List every street or avenue named in the passage on queuing below.

++++ Passage

It is time to praise queues and queuing. Nations like Russia or France organise grand parades of weaponry to celebrate their national feasts, but maybe the fading UK could celebrate its own being in one phenomenon which unites all four of the British nations: respect for the humble queue.
Admittedly, it would tax the most creative imagination to find some means of organising a celebration of the queue in Pall Mall or Princes Street to compete with a military parade on the Champs Elysées, but this platinum year is the ideal time to recognise the habit of queuing as Britain's great contribution to civilisation and democracy.
In this most hierarchical, class-ridden of all societies, the queue is a statement that all human beings, irrespective of gender, class or colour, are equal under the overcoat. A queue imposes an equality of chance arrival which overrides privileges of rank, wealth or birth. No other word than queue should be admitted. The Americans stand in line, but their word carries a sense of military discipline imposed by blustering officers requiring their charges to stand up straight, silently and obediently, waiting for orders. That's not the essence of the real British queue.

++++++++
++++ Supplied information

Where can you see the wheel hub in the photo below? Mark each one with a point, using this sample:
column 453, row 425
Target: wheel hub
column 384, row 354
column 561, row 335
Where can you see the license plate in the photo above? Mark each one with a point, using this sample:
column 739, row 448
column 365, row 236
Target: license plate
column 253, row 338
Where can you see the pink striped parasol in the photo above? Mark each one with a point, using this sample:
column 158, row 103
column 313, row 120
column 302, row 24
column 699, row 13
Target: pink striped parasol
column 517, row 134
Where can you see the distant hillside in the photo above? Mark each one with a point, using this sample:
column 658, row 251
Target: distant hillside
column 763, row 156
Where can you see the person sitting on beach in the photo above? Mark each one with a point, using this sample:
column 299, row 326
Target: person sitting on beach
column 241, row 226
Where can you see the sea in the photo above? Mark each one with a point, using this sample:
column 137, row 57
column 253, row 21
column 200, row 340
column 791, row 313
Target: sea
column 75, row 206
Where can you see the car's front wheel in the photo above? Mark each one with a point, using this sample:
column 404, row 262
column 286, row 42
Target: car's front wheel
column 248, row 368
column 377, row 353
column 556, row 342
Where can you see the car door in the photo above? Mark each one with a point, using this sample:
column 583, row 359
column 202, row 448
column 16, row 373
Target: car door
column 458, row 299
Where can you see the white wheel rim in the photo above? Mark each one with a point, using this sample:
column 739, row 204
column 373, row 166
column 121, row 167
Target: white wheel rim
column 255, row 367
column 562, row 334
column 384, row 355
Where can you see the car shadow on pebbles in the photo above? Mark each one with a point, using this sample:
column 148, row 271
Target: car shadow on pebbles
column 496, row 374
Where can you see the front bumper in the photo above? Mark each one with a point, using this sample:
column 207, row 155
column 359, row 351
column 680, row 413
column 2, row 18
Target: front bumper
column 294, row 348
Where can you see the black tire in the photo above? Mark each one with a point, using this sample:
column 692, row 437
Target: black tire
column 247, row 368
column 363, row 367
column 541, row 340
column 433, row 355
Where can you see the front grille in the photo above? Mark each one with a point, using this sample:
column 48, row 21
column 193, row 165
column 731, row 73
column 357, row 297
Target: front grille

++++++++

[Task result] Pall Mall, Princes Street, Champs Elysées